══ Supplied data ══

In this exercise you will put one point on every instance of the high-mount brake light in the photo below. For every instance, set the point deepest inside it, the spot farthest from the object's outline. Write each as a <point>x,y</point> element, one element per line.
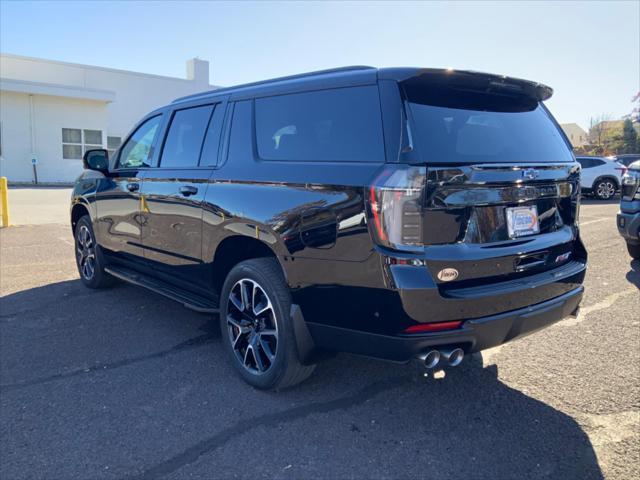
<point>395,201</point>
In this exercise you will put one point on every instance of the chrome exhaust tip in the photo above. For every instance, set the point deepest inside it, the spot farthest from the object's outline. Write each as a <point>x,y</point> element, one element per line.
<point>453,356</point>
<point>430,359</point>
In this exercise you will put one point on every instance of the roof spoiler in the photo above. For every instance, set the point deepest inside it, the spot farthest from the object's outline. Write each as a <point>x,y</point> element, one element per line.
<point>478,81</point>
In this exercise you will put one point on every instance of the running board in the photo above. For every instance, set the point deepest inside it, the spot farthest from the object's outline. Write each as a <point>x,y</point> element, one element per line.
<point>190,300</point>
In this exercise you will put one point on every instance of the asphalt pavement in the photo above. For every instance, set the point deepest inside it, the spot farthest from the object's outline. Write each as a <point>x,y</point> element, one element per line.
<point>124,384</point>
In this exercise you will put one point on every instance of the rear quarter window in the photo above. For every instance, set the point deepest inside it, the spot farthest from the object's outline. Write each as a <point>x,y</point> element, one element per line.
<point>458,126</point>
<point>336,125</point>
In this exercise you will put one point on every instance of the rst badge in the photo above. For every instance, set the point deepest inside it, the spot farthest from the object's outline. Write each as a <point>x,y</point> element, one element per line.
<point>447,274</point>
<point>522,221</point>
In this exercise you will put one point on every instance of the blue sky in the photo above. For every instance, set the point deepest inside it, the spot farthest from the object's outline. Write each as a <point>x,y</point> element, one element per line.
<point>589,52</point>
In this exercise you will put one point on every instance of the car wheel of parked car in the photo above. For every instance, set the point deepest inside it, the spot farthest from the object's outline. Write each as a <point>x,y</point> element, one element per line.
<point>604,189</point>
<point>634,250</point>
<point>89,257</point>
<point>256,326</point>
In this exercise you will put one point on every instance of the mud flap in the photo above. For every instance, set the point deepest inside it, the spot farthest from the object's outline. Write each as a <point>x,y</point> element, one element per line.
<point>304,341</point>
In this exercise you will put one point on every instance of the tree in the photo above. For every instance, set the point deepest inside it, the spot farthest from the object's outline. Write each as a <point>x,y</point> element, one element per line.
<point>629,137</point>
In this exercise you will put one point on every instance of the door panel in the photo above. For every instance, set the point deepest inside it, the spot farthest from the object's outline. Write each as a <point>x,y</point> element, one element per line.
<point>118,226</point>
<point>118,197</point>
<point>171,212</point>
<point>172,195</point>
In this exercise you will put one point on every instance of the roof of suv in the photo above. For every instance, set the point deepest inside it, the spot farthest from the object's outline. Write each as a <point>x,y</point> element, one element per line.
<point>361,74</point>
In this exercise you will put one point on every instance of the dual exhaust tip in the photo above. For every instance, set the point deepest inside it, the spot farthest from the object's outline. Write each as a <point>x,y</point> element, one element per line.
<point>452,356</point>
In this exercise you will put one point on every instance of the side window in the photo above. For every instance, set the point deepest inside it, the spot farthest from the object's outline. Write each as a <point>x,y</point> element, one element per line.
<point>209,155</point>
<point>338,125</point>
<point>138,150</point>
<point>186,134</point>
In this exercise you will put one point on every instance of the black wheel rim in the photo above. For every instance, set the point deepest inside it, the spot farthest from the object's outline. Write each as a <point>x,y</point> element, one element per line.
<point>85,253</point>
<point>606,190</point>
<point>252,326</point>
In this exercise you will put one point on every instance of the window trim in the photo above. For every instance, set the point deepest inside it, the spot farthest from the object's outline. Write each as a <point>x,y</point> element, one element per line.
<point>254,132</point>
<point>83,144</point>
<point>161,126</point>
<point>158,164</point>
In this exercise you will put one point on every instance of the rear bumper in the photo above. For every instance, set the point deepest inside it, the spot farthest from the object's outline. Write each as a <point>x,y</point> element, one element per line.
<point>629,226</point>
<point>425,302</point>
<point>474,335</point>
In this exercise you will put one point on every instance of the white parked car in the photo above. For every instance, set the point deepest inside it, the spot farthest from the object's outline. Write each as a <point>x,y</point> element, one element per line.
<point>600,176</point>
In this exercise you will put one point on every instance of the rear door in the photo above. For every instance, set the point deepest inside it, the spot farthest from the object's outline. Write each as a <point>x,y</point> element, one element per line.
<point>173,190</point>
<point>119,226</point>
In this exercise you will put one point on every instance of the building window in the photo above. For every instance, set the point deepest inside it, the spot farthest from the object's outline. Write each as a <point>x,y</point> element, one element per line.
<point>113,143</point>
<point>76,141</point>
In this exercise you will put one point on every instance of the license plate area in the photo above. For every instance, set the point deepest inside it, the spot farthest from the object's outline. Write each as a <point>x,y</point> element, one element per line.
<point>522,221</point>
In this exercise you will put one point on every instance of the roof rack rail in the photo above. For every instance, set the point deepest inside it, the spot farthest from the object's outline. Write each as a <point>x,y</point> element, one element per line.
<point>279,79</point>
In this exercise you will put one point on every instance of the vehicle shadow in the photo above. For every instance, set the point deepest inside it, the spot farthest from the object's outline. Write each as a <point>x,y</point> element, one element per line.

═══

Exercise objective: Retype the data in full. Images do not go in the copy.

The answer:
In this exercise you will put one point on every instance of the high-mount brake light in the photo below. For every instance, set the point deepest inside it, the spot farthest from the object's outline. Write each as a <point>x,y</point> element, one element per line.
<point>395,201</point>
In this exercise you will put one point on every instance of the chrome exhaust tip in the photo above. For every instance, set the point deepest inside it, the spot farthest from the object's outline. Write each as a <point>x,y</point> element, one element per line.
<point>453,356</point>
<point>430,359</point>
In this exercise you will put one point on every instance of the roof spoiler in the photo above. For every instance, set the point deepest inside it, the spot farthest from the object's outline. Write each as a <point>x,y</point> element, one element per line.
<point>478,81</point>
In this exercise you will put one point on every instance of the running board in the photo above. For every instance, set the point deepest inside it, the spot farthest from the object's outline. Write each as a <point>x,y</point> element, one element per line.
<point>190,300</point>
In this exercise you will put one point on every instance of the asphalt pavement in the photo above. For every instance, set the point deepest inside it, the spot farthest from the object's outline. Write each as a <point>x,y</point> element, one element per line.
<point>124,384</point>
In this exercise you will put one point on every instance of the rear quarter window in the photo above. For every instance, set the point deepest inside it, the spot farthest from the object's outline. Write each as a <point>x,y</point> element, one element per line.
<point>458,126</point>
<point>336,125</point>
In this exercise you will put one point on every instance of the rst badge in the photo above. For every instance, set the point deepest inside it, the spot farthest from the object's outline. Write each as a <point>x,y</point> element, one element per line.
<point>447,274</point>
<point>522,221</point>
In this exercise you will put one point on every instance of the blue sky in the photo above. For every instance, set the point deepest inside it, the spot farthest from the object's outline. Write each as a <point>x,y</point> element, one element per line.
<point>589,52</point>
In this exercise you will put one point on every instance of the car wheel of parked car in the photo above. For every instance, set the point deepest inside it, the spot farthest from the object's outline. Write each as a <point>x,y</point> element, one element per line.
<point>604,189</point>
<point>634,250</point>
<point>89,257</point>
<point>256,326</point>
In this exercise you will put one point on every instance of the mud flap in the photo above. For every instance, set the point deepest inside it, the spot farthest from the object's outline. Write each as a <point>x,y</point> element, one element per line.
<point>304,341</point>
In this exercise you will put one point on every instance of the tree in the photo above. For every instance, set the point deepest inside it, the spot farthest from the object's outline. Write each as a <point>x,y</point> element, one element per line.
<point>629,137</point>
In this exercise you will put one point on every instance of the door panel in the photo above. For every instance, set the point deepest inside it, the spot farthest from the object's outline. Write each as a <point>x,y</point> element, one element per line.
<point>118,226</point>
<point>118,197</point>
<point>171,212</point>
<point>172,195</point>
In this exercise you will put one point on every instance of the roof of suv in the photo above. For every instance, set the point deepest inside it, the spot farthest from the object's outline. Write each as a <point>x,y</point> element, one element per line.
<point>361,74</point>
In this exercise you will put one point on every instance of the dual exhaust tip in the photo above. For every instance, set the point deepest inside it, the spot farthest from the object's outline. Write each as a <point>x,y</point> element, one element per line.
<point>452,356</point>
In this exercise you will put one point on every instance of the side window in the photo above. For every instance, set the point deepest inside it, the spot farthest from the object's outline. Write each as a <point>x,y</point> element, one element per line.
<point>209,155</point>
<point>338,125</point>
<point>138,150</point>
<point>186,134</point>
In this exercise you will put one point on every instance of the black wheel rim in the photo above. For every instance, set the point deepest inside it, the spot farthest from the object's outline. Write each as a <point>x,y</point> element, one element per line.
<point>85,253</point>
<point>606,190</point>
<point>252,326</point>
In this exercise you will put one point on every instance of the window trim in the photo above. For every instance, set the point deepest inside it, the spot farthest from the object's outline. Write each as a <point>x,y</point> element, one element per line.
<point>254,132</point>
<point>83,144</point>
<point>161,126</point>
<point>158,164</point>
In this exercise you will put one point on every instance of the rear bumper in the photo above. For every instance, set the point deepest inside it, the spot farthest from the object's outline. Write each as a <point>x,y</point> element, one element per line.
<point>629,226</point>
<point>425,302</point>
<point>474,335</point>
In this exercise you will put one point on every instance of the white parked car in the photo above. For every instance, set the point deepest inside it, the spot farthest from the object's outline. Write each as a <point>x,y</point> element, one element per line.
<point>600,176</point>
In this exercise you will put one point on every instance of the rear door in the photo above. For every instance, set the point deepest inside it, the spot farthest from the object's outline. Write each as a <point>x,y</point> element, one element per line.
<point>173,190</point>
<point>119,226</point>
In this exercise you will put one point on every instance of the building window in the photo above. For every instance, set the point deepest inside it, the spot farthest from the object's outline. Write each as a <point>x,y</point> element, one element per line.
<point>113,143</point>
<point>76,141</point>
In this exercise you will put one point on every instance of the license plate area in the photo above. For every instance, set the point deepest inside it, the spot farthest from the object's outline. Write each as a <point>x,y</point> element, one element per line.
<point>522,221</point>
In this exercise you will put one point on every instance of the roof rack rail in the photo above. For every instance, set the point deepest inside it, the spot farthest from the object's outline. Write each as a <point>x,y</point> element, one element per line.
<point>279,79</point>
In this exercise you will put one point on every instance of the vehicle shadow in the photo above. For every instance, set the point deepest inside it, the spot farthest from the object's outline. Write each as a <point>x,y</point> element, one element per line.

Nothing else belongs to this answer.